Task statement →
Would you please retype the records that follow, word for word?

---------------

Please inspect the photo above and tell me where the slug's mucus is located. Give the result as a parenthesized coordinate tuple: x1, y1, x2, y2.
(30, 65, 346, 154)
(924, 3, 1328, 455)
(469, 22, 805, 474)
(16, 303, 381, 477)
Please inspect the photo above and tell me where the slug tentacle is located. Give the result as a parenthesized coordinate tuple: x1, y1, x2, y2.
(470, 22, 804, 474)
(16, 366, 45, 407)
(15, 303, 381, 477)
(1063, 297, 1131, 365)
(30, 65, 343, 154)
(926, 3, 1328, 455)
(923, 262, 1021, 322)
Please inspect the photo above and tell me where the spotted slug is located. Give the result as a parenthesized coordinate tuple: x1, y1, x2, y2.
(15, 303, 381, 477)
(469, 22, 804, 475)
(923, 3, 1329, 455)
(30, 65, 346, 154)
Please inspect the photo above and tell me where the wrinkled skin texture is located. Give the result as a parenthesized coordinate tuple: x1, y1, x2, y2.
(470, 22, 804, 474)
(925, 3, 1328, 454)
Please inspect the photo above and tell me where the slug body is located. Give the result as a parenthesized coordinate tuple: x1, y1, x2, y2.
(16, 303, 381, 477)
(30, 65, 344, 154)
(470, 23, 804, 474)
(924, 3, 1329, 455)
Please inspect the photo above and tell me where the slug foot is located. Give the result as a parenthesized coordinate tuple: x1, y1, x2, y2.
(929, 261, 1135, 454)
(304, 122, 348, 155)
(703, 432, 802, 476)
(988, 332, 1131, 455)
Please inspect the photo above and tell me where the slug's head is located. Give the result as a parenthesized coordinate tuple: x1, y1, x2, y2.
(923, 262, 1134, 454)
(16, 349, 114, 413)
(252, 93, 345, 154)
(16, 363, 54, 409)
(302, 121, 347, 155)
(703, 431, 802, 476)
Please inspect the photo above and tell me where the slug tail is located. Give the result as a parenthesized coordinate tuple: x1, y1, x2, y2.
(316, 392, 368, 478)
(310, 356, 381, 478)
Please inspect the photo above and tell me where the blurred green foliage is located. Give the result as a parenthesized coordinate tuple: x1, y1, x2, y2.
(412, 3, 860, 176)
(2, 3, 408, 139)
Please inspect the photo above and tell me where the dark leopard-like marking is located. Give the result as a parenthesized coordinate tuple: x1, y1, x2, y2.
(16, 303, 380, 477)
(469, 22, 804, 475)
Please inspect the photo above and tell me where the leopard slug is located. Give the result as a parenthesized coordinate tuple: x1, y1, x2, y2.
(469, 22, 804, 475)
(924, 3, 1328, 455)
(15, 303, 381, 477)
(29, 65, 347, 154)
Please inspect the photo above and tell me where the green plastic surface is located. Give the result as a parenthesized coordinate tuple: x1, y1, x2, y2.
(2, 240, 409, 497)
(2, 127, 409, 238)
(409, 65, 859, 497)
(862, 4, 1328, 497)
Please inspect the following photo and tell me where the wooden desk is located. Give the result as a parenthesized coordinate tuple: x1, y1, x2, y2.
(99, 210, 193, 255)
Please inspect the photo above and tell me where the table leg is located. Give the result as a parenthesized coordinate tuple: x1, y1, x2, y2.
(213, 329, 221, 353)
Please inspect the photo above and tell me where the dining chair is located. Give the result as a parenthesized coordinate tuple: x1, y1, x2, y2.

---------------

Answer to this exercise →
Please inspect the photo above and tell me where the slug's mucus is located. Give the result as a parenthesized coordinate tuple: x1, y1, x2, y2.
(30, 65, 346, 154)
(924, 3, 1328, 455)
(469, 22, 805, 474)
(16, 303, 381, 477)
Please inspect the photo above and tell me where the slug tentacle is located. Give the result as a parenthesized coordinate tuple: x1, y1, x2, y2.
(470, 22, 804, 474)
(16, 366, 45, 407)
(15, 303, 381, 477)
(1063, 297, 1131, 365)
(30, 65, 343, 154)
(926, 3, 1328, 455)
(923, 262, 1021, 322)
Please inspect the photo above and tell me where the spotted slug is located. Give the result as a parenthesized coordinate tuple: x1, y1, x2, y2.
(15, 303, 381, 477)
(469, 22, 804, 475)
(923, 3, 1329, 455)
(30, 65, 346, 154)
Please inspect the photo above and tell me where the wrinkled skin texture is located. Give the result as a parenthesized coordinate tuple: x1, y1, x2, y2.
(470, 22, 804, 474)
(925, 3, 1328, 454)
Please inspect the photo above and tell me where the slug body is located. Give the result as a parenthesized coordinate tuple: x1, y1, x2, y2.
(16, 303, 381, 477)
(30, 65, 344, 154)
(470, 23, 804, 474)
(924, 3, 1329, 455)
Please inspect the photo above and tell me where the slug foot is located. Give the result as a parenthesized coordinate tuple: x1, y1, x2, y2.
(929, 261, 1135, 454)
(304, 122, 348, 155)
(703, 432, 802, 476)
(988, 332, 1131, 455)
Please inspect the photo above and tell me where the slug's head is located. Give the result as a parenthesized coordinate tuple: x1, y1, x2, y2.
(923, 262, 1134, 454)
(16, 349, 114, 413)
(252, 93, 345, 154)
(16, 363, 54, 409)
(302, 121, 347, 155)
(703, 431, 802, 476)
Please inspect the photo above and tell me where the slug tail is located. Give the result as a parenthesized coordinate tuple: x1, y1, x2, y2.
(316, 392, 368, 478)
(310, 356, 381, 478)
Please inspect the photo above and tell me where the blurred green foliage is located. Give the result as a parenthesized coordinate tuple: x1, y1, x2, y2.
(412, 3, 860, 176)
(2, 3, 408, 139)
Please inspect the photo above and tell me where the dark leopard-like marking is located. Give the result as a parenthesized coordinate tuple: x1, y1, x2, y2.
(16, 303, 380, 477)
(469, 22, 804, 475)
Please inspect the photo above and tell me where the leopard slug is located. Give the result as a parenthesized coordinate tuple: x1, y1, x2, y2.
(469, 22, 804, 475)
(924, 3, 1328, 455)
(15, 303, 381, 477)
(29, 65, 347, 154)
Please inspect the photo above and tell me where the green plastic surface is located. Give the result as a parenthesized coordinate tuple: x1, y1, x2, y2.
(2, 240, 409, 497)
(2, 127, 409, 238)
(409, 65, 859, 497)
(862, 4, 1328, 497)
Please inspect the following photo and tell me where the wooden desk is located. Give the result as a parenthesized coordinate tuple: x1, y1, x2, y2.
(99, 210, 193, 255)
Please inspect the photo above and tell me where the table leg is located. Give the result as a parenthesized coordinate tuple: x1, y1, x2, y2.
(213, 329, 221, 353)
Please inspect the photo above and tell me where the dining chair is located. Give the result as a parenthesized coordinate tuple: x1, y1, x2, y2.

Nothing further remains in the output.